Provided entries section start

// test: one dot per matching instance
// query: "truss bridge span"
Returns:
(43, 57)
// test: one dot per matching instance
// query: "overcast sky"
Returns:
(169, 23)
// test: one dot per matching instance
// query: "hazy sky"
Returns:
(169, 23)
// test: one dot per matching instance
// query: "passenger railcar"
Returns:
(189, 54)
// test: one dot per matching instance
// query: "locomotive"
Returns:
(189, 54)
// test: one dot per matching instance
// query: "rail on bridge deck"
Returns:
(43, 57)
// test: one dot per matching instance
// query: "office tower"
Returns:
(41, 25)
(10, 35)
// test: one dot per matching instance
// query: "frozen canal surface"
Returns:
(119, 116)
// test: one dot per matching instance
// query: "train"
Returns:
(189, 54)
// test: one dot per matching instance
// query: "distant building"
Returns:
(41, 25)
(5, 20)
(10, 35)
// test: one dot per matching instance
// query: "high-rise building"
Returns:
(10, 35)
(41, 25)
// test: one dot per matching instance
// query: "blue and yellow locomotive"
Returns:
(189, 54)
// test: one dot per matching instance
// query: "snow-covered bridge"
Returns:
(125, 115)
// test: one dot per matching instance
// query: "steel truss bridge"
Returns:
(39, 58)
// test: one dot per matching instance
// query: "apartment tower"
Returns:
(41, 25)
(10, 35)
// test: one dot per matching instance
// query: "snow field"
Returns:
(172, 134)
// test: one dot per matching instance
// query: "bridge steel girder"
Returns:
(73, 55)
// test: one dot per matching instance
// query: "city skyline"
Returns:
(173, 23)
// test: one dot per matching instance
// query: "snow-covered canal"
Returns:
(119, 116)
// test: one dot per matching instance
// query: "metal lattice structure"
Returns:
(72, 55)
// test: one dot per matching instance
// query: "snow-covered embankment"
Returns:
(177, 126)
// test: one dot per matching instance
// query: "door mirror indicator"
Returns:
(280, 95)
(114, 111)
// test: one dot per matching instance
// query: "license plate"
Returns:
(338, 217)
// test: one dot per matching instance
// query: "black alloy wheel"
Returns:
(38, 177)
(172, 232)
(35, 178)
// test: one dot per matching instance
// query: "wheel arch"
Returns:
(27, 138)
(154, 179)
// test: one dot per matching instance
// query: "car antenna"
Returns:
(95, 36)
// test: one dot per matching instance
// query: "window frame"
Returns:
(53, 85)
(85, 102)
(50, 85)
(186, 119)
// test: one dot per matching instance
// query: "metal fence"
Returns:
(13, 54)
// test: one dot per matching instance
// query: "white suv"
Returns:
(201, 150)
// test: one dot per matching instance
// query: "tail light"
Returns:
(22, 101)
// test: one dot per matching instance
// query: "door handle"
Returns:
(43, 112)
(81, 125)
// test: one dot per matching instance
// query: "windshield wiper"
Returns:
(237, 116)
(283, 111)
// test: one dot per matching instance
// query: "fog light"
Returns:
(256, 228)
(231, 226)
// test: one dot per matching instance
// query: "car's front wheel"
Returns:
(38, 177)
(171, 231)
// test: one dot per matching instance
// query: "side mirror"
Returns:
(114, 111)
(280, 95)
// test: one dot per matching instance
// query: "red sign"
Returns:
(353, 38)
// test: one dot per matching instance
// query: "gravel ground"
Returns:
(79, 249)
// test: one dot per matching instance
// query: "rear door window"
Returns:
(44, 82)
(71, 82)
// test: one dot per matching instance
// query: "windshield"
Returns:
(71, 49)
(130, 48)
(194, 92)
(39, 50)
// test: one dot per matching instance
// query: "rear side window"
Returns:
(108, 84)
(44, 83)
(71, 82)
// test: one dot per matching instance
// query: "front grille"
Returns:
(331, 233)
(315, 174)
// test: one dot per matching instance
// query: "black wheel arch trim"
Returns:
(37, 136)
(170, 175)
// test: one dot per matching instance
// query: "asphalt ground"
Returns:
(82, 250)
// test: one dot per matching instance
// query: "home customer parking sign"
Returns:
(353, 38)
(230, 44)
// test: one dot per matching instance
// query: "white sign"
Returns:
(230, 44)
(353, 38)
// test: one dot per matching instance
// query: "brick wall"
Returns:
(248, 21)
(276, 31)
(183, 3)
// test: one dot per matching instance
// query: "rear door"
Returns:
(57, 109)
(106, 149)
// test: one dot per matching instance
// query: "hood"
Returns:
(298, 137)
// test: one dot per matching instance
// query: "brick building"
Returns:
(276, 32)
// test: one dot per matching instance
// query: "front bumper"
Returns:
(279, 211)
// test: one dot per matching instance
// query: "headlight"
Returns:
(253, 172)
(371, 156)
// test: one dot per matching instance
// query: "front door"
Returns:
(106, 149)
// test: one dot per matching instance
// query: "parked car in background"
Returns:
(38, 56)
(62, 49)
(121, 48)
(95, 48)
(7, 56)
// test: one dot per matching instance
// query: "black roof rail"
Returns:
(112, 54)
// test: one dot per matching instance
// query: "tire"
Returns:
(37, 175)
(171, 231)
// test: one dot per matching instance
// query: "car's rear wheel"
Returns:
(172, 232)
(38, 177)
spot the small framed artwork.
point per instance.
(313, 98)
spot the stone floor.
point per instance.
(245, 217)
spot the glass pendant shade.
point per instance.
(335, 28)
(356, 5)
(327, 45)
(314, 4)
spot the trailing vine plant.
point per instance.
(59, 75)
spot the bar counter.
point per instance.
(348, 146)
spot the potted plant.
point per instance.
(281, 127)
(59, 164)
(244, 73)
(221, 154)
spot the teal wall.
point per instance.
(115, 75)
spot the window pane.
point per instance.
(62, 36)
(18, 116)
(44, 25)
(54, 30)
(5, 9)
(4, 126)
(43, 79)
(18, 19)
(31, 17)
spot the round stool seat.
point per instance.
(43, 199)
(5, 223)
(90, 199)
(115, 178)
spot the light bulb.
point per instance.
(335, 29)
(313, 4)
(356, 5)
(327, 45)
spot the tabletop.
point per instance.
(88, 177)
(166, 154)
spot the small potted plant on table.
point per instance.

Provided entries section end

What is required: The whole listing above needs to be reproduced exactly.

Result below:
// test: one dot per matching instance
// query: "truss bridge span"
Returns:
(43, 57)
// test: one dot per matching instance
// query: "overcast sky"
Returns:
(169, 23)
// test: one dot per matching instance
// query: "hazy sky"
Returns:
(169, 23)
// test: one dot per matching instance
// query: "passenger railcar"
Returns:
(189, 54)
// test: one dot per matching instance
// query: "locomotive"
Returns:
(189, 54)
// test: one dot per matching instance
// query: "rail on bridge deck"
Returns:
(43, 57)
// test: one dot per matching instance
// query: "office tower"
Returns:
(41, 25)
(10, 35)
// test: one dot per matching instance
// query: "frozen canal surface"
Returns:
(119, 116)
// test: one dot per matching instance
// query: "train"
Returns:
(189, 54)
// test: one dot per matching instance
// query: "distant building"
Returns:
(41, 25)
(5, 20)
(10, 35)
// test: one dot per matching instance
// query: "high-rise building"
Returns:
(10, 35)
(41, 25)
// test: one dot per matching instance
// query: "blue and yellow locomotive"
Returns:
(189, 54)
// test: one dot per matching instance
// query: "snow-covered bridge"
Returns:
(125, 115)
// test: one dot per matching instance
// query: "steel truss bridge"
Returns:
(39, 58)
// test: one dot per matching instance
// query: "apartment tower"
Returns:
(41, 25)
(10, 35)
// test: one dot per matching instance
// query: "snow field"
Returns:
(172, 134)
// test: one dot per matching instance
// query: "bridge steel girder"
Returns:
(73, 55)
// test: one dot per matching instance
// query: "city skyline"
Returns:
(173, 23)
// test: one dot per matching instance
// query: "snow-covered canal"
Returns:
(119, 116)
// test: one dot per matching instance
// query: "metal lattice structure"
Returns:
(72, 55)
// test: one dot per matching instance
// query: "snow-covered embankment"
Returns:
(177, 126)
// test: one dot per matching instance
// query: "door mirror indicator"
Returns:
(280, 95)
(114, 111)
// test: one dot per matching instance
// query: "license plate"
Returns:
(338, 217)
// test: one dot per matching instance
// query: "black alloy wheel"
Returns:
(38, 177)
(172, 232)
(35, 178)
// test: one dot per matching instance
// query: "wheel arch"
Returns:
(27, 138)
(154, 179)
// test: one dot per matching instance
// query: "car antenna"
Returns:
(95, 36)
// test: one dot per matching instance
// query: "window frame"
Returns:
(53, 85)
(85, 102)
(50, 85)
(186, 119)
// test: one dot per matching instance
// query: "metal fence"
Returns:
(13, 54)
// test: one dot per matching instance
// query: "white suv"
Returns:
(201, 150)
// test: one dot per matching instance
// query: "tail light"
Returns:
(22, 101)
// test: one dot per matching instance
// query: "door handle"
Returns:
(43, 112)
(81, 125)
// test: one dot per matching instance
// query: "windshield wiper"
Returns:
(237, 116)
(283, 111)
// test: one dot per matching instance
// query: "fog light"
Returns:
(256, 228)
(231, 226)
// test: one dot per matching instance
// query: "car's front wheel"
Returns:
(38, 177)
(171, 231)
// test: one dot per matching instance
// query: "side mirror"
Returns:
(114, 111)
(280, 95)
// test: one dot per matching instance
// query: "red sign"
Returns:
(353, 38)
// test: one dot per matching instance
// query: "gravel ground"
Returns:
(79, 249)
// test: one dot per matching instance
// query: "rear door window"
Returns:
(44, 82)
(71, 82)
// test: one dot per matching instance
// query: "windshield"
Returns:
(71, 49)
(130, 48)
(194, 92)
(39, 50)
// test: one dot per matching instance
// query: "rear side window"
Returns:
(108, 84)
(44, 83)
(71, 82)
// test: one dot per matching instance
// query: "front grille"
Returns:
(331, 233)
(315, 174)
// test: one dot per matching instance
// query: "black wheel arch trim"
Returns:
(37, 136)
(170, 175)
// test: one dot per matching instance
// query: "asphalt ground"
Returns:
(82, 250)
// test: one dot per matching instance
// query: "home customer parking sign"
Returns:
(353, 38)
(230, 44)
// test: one dot per matching instance
// query: "white sign"
Returns:
(230, 44)
(353, 38)
// test: one dot per matching instance
// query: "brick wall"
Returns:
(248, 21)
(276, 31)
(183, 3)
// test: one dot per matching instance
// query: "rear door"
Returns:
(57, 109)
(106, 149)
// test: one dot per matching instance
// query: "hood"
Returns:
(298, 137)
// test: one dot per matching instance
// query: "brick building"
Returns:
(276, 32)
// test: one dot per matching instance
// query: "front bumper"
Returns:
(279, 211)
// test: one dot per matching instance
// query: "headlight"
Returns:
(253, 172)
(371, 156)
// test: one dot per matching instance
// query: "front door"
Returns:
(106, 149)
// test: one dot per matching instance
// query: "parked car in background"
Returns:
(38, 56)
(62, 49)
(121, 48)
(95, 48)
(7, 56)
// test: one dot per matching instance
// query: "black roof rail"
Returns:
(112, 54)
// test: one dot per matching instance
// query: "tire"
Returns:
(37, 175)
(171, 231)
// test: one dot per matching instance
// query: "car's rear wheel"
Returns:
(172, 232)
(38, 177)
spot the small framed artwork.
point per instance.
(313, 98)
spot the stone floor.
point per instance.
(245, 217)
spot the glass pendant shade.
point per instance.
(335, 28)
(356, 5)
(327, 45)
(314, 4)
spot the trailing vine plant.
point per instance.
(59, 75)
spot the bar counter.
point per instance.
(348, 146)
spot the potted plant.
point per instance.
(281, 127)
(59, 164)
(244, 73)
(221, 154)
spot the teal wall.
point per instance.
(115, 75)
spot the window pane.
point per instance.
(62, 36)
(18, 116)
(44, 25)
(54, 30)
(5, 9)
(4, 126)
(43, 79)
(18, 19)
(31, 17)
spot the round stool seat.
point per instance.
(43, 199)
(5, 223)
(90, 199)
(115, 178)
spot the light bulb.
point per instance.
(335, 29)
(313, 4)
(356, 5)
(327, 45)
spot the tabletop.
point per instance.
(88, 177)
(166, 154)
spot the small potted plant on table.
point per instance.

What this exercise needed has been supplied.